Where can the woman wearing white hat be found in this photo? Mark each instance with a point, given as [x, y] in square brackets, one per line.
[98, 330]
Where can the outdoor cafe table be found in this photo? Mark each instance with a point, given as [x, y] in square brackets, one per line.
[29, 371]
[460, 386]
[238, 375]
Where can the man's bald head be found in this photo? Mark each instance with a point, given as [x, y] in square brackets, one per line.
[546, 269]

..............................

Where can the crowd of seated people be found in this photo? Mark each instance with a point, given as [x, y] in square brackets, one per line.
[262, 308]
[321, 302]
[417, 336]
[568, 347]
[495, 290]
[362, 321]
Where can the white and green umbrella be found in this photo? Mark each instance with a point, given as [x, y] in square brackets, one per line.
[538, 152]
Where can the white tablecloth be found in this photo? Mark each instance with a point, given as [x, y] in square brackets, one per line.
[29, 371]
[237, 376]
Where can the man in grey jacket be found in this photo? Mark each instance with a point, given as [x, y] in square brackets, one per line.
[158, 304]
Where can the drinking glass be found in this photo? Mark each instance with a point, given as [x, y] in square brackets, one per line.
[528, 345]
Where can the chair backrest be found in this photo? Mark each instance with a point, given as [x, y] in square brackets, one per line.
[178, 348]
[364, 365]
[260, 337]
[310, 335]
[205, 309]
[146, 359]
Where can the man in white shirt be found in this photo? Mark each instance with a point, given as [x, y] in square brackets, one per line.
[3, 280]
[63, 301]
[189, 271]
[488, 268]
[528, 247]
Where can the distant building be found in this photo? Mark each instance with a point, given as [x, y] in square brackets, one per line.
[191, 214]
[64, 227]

..............................

How many lines of the material above contain the string "white"? Case counts. Reply with the number alone.

4